▸ PROBLEM TO SOLVE: Starting at the line that contains "on jersey, one" and ending with the line that contains "point(241, 36)", write those lines out again with "helmet" swapped for "headgear" and nothing else changed.

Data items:
++++

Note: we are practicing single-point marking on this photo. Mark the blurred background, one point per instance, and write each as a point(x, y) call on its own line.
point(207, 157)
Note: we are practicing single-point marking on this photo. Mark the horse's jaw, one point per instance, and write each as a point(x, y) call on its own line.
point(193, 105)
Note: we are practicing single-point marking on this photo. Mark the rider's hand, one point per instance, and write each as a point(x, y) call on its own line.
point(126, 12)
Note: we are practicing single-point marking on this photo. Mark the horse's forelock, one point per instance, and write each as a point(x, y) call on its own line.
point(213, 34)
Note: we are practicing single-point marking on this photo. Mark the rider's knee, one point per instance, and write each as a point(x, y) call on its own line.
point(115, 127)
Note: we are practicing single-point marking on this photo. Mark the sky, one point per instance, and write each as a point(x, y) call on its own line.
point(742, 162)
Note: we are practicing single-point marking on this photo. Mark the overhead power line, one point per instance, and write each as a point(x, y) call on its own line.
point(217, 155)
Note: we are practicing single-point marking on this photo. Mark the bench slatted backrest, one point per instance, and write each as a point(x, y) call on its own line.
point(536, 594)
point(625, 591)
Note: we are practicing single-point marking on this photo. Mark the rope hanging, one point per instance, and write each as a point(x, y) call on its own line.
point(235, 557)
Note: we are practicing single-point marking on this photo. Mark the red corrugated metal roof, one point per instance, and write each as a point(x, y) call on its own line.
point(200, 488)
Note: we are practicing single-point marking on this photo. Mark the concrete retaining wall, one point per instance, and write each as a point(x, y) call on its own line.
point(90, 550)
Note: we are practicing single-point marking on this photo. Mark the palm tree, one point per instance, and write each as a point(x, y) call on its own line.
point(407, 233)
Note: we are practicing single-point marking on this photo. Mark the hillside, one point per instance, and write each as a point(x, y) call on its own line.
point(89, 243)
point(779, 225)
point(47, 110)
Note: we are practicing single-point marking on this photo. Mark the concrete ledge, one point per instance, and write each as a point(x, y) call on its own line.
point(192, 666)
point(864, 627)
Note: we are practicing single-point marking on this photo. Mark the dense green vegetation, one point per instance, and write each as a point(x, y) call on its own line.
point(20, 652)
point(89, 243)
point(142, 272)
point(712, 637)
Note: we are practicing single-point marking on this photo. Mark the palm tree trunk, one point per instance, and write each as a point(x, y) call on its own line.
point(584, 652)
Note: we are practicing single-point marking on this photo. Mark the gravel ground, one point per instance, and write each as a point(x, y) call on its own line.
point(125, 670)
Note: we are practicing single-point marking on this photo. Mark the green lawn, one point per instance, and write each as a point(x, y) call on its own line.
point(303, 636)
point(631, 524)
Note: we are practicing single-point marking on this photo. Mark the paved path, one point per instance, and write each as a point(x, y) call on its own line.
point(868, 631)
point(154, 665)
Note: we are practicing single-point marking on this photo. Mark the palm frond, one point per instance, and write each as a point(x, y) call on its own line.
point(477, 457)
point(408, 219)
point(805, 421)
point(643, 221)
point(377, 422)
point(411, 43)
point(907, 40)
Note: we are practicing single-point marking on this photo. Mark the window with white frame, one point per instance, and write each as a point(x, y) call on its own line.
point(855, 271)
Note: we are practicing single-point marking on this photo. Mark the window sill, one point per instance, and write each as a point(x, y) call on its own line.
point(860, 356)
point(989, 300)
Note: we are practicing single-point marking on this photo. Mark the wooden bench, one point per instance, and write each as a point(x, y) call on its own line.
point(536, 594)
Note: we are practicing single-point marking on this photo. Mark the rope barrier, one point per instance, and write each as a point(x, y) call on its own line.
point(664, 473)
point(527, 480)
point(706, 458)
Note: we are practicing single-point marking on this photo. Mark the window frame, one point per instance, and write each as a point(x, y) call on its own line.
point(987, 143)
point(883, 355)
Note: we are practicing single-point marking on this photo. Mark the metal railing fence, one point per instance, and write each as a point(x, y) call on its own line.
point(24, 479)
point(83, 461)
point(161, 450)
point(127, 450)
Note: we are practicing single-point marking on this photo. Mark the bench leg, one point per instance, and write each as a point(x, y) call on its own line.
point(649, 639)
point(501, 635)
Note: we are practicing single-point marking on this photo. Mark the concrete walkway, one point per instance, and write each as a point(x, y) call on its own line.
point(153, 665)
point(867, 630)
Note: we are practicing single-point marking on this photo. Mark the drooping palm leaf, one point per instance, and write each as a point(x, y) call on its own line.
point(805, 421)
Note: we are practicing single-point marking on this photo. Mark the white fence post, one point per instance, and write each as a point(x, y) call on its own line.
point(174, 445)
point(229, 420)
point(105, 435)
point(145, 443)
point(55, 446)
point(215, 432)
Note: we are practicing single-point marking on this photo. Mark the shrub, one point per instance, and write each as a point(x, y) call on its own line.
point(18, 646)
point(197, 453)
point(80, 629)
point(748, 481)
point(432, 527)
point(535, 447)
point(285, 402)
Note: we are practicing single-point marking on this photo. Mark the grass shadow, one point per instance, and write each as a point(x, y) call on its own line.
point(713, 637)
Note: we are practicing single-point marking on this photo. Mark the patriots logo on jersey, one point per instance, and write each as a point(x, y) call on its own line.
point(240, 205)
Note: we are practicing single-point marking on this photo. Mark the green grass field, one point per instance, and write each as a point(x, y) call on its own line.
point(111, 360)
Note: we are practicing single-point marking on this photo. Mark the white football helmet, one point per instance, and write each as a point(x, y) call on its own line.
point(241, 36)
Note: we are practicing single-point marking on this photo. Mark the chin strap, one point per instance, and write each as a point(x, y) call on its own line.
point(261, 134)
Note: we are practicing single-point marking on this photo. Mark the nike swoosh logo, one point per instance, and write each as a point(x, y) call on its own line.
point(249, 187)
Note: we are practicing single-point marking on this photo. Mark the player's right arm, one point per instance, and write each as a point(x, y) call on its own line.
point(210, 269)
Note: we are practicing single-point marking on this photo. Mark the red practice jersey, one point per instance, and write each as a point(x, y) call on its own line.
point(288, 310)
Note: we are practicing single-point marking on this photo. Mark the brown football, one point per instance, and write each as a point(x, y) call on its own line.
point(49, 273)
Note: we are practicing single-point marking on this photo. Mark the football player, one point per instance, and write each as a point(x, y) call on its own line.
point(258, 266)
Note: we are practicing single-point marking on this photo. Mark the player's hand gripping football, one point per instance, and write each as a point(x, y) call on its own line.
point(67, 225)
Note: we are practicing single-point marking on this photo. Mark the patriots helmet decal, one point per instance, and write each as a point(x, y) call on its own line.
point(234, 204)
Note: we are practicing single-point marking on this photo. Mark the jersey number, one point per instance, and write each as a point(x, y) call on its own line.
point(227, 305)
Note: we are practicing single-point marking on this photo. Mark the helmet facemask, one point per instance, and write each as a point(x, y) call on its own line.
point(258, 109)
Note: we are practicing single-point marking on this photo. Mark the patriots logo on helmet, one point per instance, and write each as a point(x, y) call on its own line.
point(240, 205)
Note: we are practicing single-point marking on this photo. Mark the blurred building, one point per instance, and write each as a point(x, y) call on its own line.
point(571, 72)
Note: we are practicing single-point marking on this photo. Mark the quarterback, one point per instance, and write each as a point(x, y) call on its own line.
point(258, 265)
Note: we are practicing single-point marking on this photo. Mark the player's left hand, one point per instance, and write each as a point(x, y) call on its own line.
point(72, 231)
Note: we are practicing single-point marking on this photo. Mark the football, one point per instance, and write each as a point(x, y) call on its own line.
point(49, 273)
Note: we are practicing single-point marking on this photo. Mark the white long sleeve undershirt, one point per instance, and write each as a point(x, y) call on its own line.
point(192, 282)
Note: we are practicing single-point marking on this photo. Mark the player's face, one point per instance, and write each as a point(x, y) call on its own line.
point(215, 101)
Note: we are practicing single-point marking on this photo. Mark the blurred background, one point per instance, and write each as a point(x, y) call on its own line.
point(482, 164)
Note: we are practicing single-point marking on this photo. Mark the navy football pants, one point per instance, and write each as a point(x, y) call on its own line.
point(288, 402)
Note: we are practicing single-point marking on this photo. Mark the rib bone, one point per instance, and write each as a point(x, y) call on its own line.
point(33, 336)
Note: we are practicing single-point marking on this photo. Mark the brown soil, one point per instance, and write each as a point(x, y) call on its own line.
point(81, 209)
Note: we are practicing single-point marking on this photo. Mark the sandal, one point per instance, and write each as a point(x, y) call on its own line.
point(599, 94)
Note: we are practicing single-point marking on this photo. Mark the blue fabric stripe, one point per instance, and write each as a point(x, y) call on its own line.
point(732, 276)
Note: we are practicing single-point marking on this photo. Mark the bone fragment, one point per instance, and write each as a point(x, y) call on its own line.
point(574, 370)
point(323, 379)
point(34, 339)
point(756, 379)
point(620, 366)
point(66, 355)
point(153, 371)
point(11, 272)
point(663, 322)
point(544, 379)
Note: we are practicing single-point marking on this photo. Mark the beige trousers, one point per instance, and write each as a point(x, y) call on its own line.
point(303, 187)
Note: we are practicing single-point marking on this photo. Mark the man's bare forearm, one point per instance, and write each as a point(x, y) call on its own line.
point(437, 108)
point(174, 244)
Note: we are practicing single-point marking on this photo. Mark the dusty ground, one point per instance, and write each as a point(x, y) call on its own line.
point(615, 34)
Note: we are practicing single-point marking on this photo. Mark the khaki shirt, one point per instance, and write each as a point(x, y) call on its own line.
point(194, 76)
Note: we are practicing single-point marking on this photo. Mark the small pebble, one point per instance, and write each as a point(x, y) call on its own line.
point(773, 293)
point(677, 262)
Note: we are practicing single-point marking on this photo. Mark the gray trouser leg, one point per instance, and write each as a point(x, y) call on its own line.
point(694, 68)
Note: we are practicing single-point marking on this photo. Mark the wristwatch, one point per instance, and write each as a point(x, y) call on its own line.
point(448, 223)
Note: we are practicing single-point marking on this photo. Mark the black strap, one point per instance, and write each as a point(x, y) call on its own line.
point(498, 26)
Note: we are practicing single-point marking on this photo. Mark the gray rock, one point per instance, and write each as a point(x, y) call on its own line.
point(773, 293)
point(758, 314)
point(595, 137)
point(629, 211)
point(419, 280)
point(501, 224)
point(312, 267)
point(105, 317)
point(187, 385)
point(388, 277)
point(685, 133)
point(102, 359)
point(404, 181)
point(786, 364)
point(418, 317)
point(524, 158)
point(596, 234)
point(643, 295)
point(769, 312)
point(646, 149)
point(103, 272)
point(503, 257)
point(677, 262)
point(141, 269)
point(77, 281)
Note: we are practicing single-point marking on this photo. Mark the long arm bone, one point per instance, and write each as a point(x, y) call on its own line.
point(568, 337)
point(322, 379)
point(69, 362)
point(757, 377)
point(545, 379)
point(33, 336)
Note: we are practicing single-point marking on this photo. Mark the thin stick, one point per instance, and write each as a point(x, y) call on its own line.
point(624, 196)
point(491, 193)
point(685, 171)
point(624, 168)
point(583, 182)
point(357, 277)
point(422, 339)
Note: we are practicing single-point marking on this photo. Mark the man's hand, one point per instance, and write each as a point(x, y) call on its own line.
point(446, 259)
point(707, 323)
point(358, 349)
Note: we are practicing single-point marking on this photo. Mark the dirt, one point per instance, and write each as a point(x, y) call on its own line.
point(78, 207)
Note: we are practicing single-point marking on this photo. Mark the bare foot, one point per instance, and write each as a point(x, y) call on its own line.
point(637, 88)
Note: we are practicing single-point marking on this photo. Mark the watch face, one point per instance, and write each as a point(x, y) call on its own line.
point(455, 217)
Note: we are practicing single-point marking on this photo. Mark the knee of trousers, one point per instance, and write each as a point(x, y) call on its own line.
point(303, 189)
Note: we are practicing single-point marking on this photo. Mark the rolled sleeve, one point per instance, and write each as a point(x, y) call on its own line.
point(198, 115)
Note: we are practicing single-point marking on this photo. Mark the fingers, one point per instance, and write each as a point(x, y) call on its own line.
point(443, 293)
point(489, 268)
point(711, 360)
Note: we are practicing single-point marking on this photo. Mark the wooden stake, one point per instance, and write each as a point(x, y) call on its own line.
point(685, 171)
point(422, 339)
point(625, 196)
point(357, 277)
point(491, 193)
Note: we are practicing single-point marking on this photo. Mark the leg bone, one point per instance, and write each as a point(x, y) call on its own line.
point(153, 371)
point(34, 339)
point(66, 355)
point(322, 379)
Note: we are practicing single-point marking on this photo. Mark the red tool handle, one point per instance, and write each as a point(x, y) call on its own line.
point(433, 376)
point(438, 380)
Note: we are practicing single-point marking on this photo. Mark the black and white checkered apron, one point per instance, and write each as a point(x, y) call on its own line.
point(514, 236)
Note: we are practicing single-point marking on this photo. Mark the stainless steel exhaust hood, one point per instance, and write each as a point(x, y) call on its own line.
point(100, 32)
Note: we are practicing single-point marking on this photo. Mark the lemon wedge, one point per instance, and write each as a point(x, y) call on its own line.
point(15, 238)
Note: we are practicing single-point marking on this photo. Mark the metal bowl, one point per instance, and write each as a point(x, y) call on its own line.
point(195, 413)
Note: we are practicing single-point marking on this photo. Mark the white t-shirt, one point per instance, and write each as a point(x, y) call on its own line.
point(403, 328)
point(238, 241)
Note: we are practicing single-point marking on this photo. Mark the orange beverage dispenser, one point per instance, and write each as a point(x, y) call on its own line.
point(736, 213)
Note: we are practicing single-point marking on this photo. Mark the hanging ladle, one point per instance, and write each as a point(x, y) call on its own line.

++++

▸ REPLY TO THE TASK:
Note: we are practicing single-point marking on this photo. Mark the patriots logo on jersey, one point per instance, and write each as a point(x, y) call on its own line.
point(240, 205)
Note: we are practicing single-point marking on this photo. Mark the green grass field, one point per instance, and write each as a point(x, y) call on its own line.
point(111, 360)
Note: we are practicing single-point marking on this photo. Mark the white football headgear, one point per instance, and write each as a point(x, y) call on its own line.
point(241, 36)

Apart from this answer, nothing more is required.